[Provided data]
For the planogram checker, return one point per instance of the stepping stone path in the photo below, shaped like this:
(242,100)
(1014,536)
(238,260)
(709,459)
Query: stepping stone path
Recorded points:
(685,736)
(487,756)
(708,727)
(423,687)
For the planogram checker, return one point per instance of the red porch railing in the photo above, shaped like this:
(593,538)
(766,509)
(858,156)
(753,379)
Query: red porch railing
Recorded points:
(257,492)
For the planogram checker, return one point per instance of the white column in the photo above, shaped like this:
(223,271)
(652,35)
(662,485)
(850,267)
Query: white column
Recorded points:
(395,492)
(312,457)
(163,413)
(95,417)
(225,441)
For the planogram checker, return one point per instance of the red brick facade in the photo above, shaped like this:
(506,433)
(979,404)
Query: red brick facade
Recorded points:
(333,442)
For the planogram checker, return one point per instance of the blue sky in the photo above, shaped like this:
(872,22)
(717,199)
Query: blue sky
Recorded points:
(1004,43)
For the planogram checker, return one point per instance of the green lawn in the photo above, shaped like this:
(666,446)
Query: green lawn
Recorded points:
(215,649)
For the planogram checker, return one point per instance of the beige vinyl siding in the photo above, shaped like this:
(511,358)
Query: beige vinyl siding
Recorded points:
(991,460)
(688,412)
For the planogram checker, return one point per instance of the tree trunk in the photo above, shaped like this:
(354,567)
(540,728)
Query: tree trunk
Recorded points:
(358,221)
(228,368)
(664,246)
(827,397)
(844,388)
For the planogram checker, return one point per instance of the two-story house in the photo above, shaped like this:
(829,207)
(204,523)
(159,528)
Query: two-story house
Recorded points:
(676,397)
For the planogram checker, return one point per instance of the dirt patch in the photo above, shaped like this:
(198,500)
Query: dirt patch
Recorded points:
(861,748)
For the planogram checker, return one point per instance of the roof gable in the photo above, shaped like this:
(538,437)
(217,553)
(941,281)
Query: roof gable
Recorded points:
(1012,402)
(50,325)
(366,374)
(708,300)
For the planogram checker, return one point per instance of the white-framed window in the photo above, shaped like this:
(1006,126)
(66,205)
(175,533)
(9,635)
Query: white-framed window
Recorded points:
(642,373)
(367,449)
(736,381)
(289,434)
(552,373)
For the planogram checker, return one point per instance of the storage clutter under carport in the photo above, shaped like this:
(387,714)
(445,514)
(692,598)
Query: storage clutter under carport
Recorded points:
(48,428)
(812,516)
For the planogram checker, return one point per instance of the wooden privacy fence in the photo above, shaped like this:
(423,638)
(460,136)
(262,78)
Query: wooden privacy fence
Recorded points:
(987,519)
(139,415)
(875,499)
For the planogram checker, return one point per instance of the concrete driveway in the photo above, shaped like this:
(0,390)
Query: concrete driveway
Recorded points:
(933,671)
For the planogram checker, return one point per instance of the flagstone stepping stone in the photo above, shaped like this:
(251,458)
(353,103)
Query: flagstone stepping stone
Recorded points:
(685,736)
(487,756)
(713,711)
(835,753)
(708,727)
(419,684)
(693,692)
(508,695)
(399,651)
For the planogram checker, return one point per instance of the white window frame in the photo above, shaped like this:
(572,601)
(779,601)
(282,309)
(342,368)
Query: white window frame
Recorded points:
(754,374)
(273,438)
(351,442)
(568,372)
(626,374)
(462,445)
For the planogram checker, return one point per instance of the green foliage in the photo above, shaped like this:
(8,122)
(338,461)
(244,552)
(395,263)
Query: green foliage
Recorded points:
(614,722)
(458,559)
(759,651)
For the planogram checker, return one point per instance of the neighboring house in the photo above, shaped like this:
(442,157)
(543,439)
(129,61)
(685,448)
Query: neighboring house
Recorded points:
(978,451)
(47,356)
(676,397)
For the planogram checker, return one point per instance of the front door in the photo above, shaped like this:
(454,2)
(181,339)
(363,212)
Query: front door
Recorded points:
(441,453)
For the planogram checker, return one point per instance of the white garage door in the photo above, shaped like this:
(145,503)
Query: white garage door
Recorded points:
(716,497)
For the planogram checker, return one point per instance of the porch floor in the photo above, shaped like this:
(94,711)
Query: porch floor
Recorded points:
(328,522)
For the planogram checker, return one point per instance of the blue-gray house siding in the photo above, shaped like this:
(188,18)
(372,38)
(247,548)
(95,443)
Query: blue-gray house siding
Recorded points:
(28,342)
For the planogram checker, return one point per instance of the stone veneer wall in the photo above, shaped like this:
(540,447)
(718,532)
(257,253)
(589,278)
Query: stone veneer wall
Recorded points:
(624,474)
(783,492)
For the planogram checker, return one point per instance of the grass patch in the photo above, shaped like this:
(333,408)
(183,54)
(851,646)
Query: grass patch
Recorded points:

[Challenge] Convert all of the material above into a JSON list of strings, one string per line, omitting blank lines.

[Written answer]
[
  "For the planogram checker, return one point per instance of the stepping stone path in the photo below, shaped like this:",
  "(242,100)",
  "(1014,536)",
  "(238,260)",
  "(709,459)",
  "Query: stepping stone path",
  "Recorded points:",
  "(685,736)",
  "(487,756)",
  "(708,727)",
  "(423,687)",
  "For the planogram checker, return one point per instance of the red porch railing in the photo above, shaped like this:",
  "(593,538)",
  "(766,509)",
  "(858,156)",
  "(753,379)",
  "Query: red porch railing",
  "Recorded points:",
  "(257,492)",
  "For the planogram checker, return one point per instance of the white column in the photo above, shaped like this:",
  "(223,271)",
  "(652,35)",
  "(662,485)",
  "(850,267)",
  "Query: white column",
  "Recorded points:",
  "(395,492)",
  "(312,457)",
  "(163,413)",
  "(95,417)",
  "(225,441)",
  "For the planogram checker, return one point per instance of the red brick facade in the photo above, shaped like this:",
  "(506,433)",
  "(979,404)",
  "Query: red brick facade",
  "Recorded points:",
  "(333,442)",
  "For the planogram checker, return one point per instance of the blue sky in the photo above, shaped like this:",
  "(872,22)",
  "(717,199)",
  "Query: blue sky",
  "Recorded points:",
  "(1004,43)",
  "For the planogram checker, return one point per instance of the green lawn in the photo above, shaped like this:",
  "(666,446)",
  "Query: green lawn",
  "Recorded points:",
  "(215,649)",
  "For the planogram checker, return one point per instance of the beige vinyl siding in the photo above, shaped like this:",
  "(511,358)",
  "Query: beige vinyl siding",
  "Recorded points:",
  "(991,460)",
  "(688,412)",
  "For the planogram checker, return one point per instance of the tree trunk in the photo above, shaped like this:",
  "(354,567)",
  "(540,728)",
  "Query: tree trunk",
  "Recorded points:",
  "(358,221)",
  "(228,368)",
  "(664,246)",
  "(827,397)",
  "(844,388)",
  "For the planogram checker, return one point per instance of the two-story house in the photo above, shaped like this:",
  "(829,207)",
  "(204,523)",
  "(159,528)",
  "Query: two-story house",
  "Recorded points:",
  "(676,397)",
  "For the planogram checker, return one point per instance of the dirt patch in the photo above, shaped like this:",
  "(198,500)",
  "Query: dirt patch",
  "Recorded points:",
  "(861,748)",
  "For the planogram checker, return one point per instance of the roof gable in the photo above, shaped like this:",
  "(538,437)",
  "(217,553)",
  "(941,281)",
  "Query: roof gable",
  "Recorded points:",
  "(1012,402)",
  "(50,325)",
  "(366,374)",
  "(708,300)",
  "For the planogram checker, return one point per instance of the white-framed window in the photo above, shaped like this:",
  "(1006,126)",
  "(66,205)",
  "(175,533)",
  "(9,635)",
  "Query: white-framed window",
  "Recorded points:",
  "(642,373)",
  "(367,449)",
  "(736,381)",
  "(289,434)",
  "(552,373)",
  "For the planogram checker, return one point per instance of the storage clutter under carport in the photo above, shaped like this:",
  "(387,714)",
  "(445,514)",
  "(692,598)",
  "Query: storage clutter under carport",
  "Recorded points:",
  "(48,428)",
  "(812,516)",
  "For the planogram checker, return one point per instance of the wooden privacy fence in the photo above, shaped like this:",
  "(423,638)",
  "(460,136)",
  "(262,78)",
  "Query: wooden privacy fence",
  "Recorded points:",
  "(987,519)",
  "(139,415)",
  "(875,499)",
  "For the planogram checker, return one point per instance of the concrete driveway in the photo above, shaped like this:",
  "(0,390)",
  "Query: concrete driveway",
  "Recorded points:",
  "(933,671)",
  "For the planogram checker, return one point per instance of the flagstone stepping stone in the photo above, shaped like this:",
  "(251,458)",
  "(353,103)",
  "Query: flagstone stepping stone",
  "Recorded points:",
  "(685,736)",
  "(487,756)",
  "(713,711)",
  "(835,753)",
  "(708,727)",
  "(419,684)",
  "(693,692)",
  "(508,695)",
  "(399,651)",
  "For the planogram checker, return one point per instance of the white window frame in the photo above, shaped like this:",
  "(572,601)",
  "(779,601)",
  "(282,309)",
  "(342,368)",
  "Query: white window frame",
  "Recorded points:",
  "(754,374)",
  "(273,438)",
  "(351,442)",
  "(568,372)",
  "(626,374)",
  "(462,445)",
  "For the planogram checker, return one point per instance of the green foliage in the photo above, shaped like this:",
  "(8,122)",
  "(338,461)",
  "(244,552)",
  "(395,263)",
  "Query: green foliage",
  "Recorded points:",
  "(614,722)",
  "(458,559)",
  "(759,651)",
  "For the planogram checker, return one point per instance of the neighboring house in the photo above, shaped like this:",
  "(442,157)",
  "(543,439)",
  "(129,61)",
  "(685,448)",
  "Query: neighboring house",
  "Recorded points:",
  "(978,451)",
  "(47,356)",
  "(676,397)",
  "For the planogram checker, return one point per instance of the front door in the photo above, shaped like this:",
  "(454,2)",
  "(181,339)",
  "(363,212)",
  "Query: front door",
  "Recorded points:",
  "(441,453)",
  "For the planogram checker, return one point per instance of the white garage door in the photo above, shaped like this:",
  "(145,503)",
  "Query: white garage door",
  "Recorded points:",
  "(716,497)",
  "For the planogram checker, return one point per instance of the porch floor in the photo above, shaped like this:",
  "(94,711)",
  "Query: porch floor",
  "Recorded points:",
  "(328,522)",
  "For the planogram checker, return one point per instance of the blue-gray house siding in the photo above, shaped like this:",
  "(188,18)",
  "(372,38)",
  "(247,548)",
  "(95,443)",
  "Query: blue-gray house siding",
  "Recorded points:",
  "(28,342)",
  "For the planogram checker, return one point per instance of the stone veneer wall in the photo above, shaped like this:",
  "(540,447)",
  "(718,532)",
  "(257,253)",
  "(589,278)",
  "Query: stone veneer wall",
  "Recorded points:",
  "(624,474)",
  "(783,492)",
  "For the planogram checker, return one point per instance of the grass patch in the photo above, shaped like this:",
  "(333,408)",
  "(183,54)",
  "(851,646)",
  "Query: grass patch",
  "Recorded points:"
]